Source text>
══════

Friday Film Review | 'Daughters'

The documentary “Daughters” was one of the 2024 Sundance Film Festival favorites. If you didn’t see it premiere here in Park City then, you can see it now streaming on Netflix.

Angela Patton is an activist. She’s the founder of the nonprofit Camp Diva Leadership Academy and the CEO of Girls For A Change. Their mission is to prepare Black girls for the world and the world for Black girls.

Patton gave a TEDx Women talk in 2012 about the importance of nurturing the relationship between daughters and their incarcerated fathers. In the talk, which went viral, Patton says because a father is locked in does not mean he should be locked out of his daughter’s life. Inside the prison, the men participated in weeks of counseling and preparation for the culminating event, a father-daughter dance within a Richmond prison. It drew massive attention to Patton’s nonprofit and led to this documentary.

In 2022, ten years after the Ted Talk, Patton partnered with Natalie Rae to co-write and co-direct “Daughters,” a documentary about the event and the prison program that allowed it to happen. “Daughters” earned the U.S. Documentary Audience Award and the Festival Favorite Award at the 2024 Sundance Film Festival.

This was a long-haul project not only because of Covid and all the obstacles in their path to obtain permission to do much of the filming inside a prison, but also because they followed the main subjects of the film over an eight-year period. The dance takes place in a Washington D.C. prison in 2019. The film documents the preparation for the dance, the dance and the on-going relationships of the fathers and daughters following the event.

══════

Work required>
Write out the film review of "Daughters" in full, word for word. Rely on nothing but the film review.

(Saved data entries)

══════

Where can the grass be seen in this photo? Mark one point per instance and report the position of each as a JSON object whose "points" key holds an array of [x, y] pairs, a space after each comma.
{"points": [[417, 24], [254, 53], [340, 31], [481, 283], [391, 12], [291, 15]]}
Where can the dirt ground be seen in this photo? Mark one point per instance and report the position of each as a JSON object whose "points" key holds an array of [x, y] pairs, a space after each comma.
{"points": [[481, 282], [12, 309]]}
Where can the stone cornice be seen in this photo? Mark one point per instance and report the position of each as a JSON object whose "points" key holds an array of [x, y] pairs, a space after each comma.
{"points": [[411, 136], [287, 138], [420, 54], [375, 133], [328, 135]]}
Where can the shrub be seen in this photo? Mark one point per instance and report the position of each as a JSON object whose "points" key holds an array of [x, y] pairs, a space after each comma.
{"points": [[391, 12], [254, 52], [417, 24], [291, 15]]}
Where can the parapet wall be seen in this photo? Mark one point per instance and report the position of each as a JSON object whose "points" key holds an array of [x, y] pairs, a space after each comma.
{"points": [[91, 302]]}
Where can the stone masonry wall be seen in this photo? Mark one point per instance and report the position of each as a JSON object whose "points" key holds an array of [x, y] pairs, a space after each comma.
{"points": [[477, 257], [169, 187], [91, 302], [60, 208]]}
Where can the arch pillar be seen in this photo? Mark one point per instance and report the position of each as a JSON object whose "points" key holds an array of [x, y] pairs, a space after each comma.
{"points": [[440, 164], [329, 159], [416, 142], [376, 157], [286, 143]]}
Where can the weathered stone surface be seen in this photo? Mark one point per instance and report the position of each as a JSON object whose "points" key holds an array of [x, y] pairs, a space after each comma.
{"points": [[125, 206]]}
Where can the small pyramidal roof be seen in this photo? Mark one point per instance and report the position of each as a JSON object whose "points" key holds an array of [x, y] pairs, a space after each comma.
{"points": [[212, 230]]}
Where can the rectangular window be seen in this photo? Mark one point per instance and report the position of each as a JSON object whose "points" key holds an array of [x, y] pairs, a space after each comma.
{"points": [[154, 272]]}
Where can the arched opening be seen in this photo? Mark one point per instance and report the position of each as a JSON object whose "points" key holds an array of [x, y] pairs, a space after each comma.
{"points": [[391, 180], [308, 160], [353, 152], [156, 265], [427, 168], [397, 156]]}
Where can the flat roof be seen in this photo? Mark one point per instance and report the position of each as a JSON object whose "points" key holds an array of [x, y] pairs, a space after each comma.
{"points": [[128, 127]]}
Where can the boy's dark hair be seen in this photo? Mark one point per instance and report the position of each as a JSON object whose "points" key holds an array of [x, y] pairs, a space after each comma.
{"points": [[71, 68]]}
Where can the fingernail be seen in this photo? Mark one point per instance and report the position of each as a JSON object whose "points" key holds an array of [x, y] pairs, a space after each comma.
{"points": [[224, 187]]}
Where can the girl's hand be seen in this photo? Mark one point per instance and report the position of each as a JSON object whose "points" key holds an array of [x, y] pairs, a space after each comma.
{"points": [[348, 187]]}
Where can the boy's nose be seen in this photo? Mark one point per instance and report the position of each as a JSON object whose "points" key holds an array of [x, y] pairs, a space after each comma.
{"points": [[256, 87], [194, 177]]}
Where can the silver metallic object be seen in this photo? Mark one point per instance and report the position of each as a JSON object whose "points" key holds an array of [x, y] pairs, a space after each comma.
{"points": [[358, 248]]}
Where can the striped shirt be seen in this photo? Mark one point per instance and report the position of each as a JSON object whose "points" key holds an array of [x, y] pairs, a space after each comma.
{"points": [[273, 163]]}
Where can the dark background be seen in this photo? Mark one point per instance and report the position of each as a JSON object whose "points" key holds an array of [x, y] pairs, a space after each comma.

══════

Task response>
Friday Film Review | 'Daughters'

The documentary “Daughters” was one of the 2024 Sundance Film Festival favorites. If you didn’t see it premiere here in Park City then, you can see it now streaming on Netflix.

Angela Patton is an activist. She’s the founder of the nonprofit Camp Diva Leadership Academy and the CEO of Girls For A Change. Their mission is to prepare Black girls for the world and the world for Black girls.

Patton gave a TEDx Women talk in 2012 about the importance of nurturing the relationship between daughters and their incarcerated fathers. In the talk, which went viral, Patton says because a father is locked in does not mean he should be locked out of his daughter’s life. Inside the prison, the men participated in weeks of counseling and preparation for the culminating event, a father-daughter dance within a Richmond prison. It drew massive attention to Patton’s nonprofit and led to this documentary.

In 2022, ten years after the Ted Talk, Patton partnered with Natalie Rae to co-write and co-direct “Daughters,” a documentary about the event and the prison program that allowed it to happen. “Daughters” earned the U.S. Documentary Audience Award and the Festival Favorite Award at the 2024 Sundance Film Festival.

This was a long-haul project not only because of Covid and all the obstacles in their path to obtain permission to do much of the filming inside a prison, but also because they followed the main subjects of the film over an eight-year period. The dance takes place in a Washington D.C. prison in 2019. The film documents the preparation for the dance, the dance and the on-going relationships of the fathers and daughters following the event.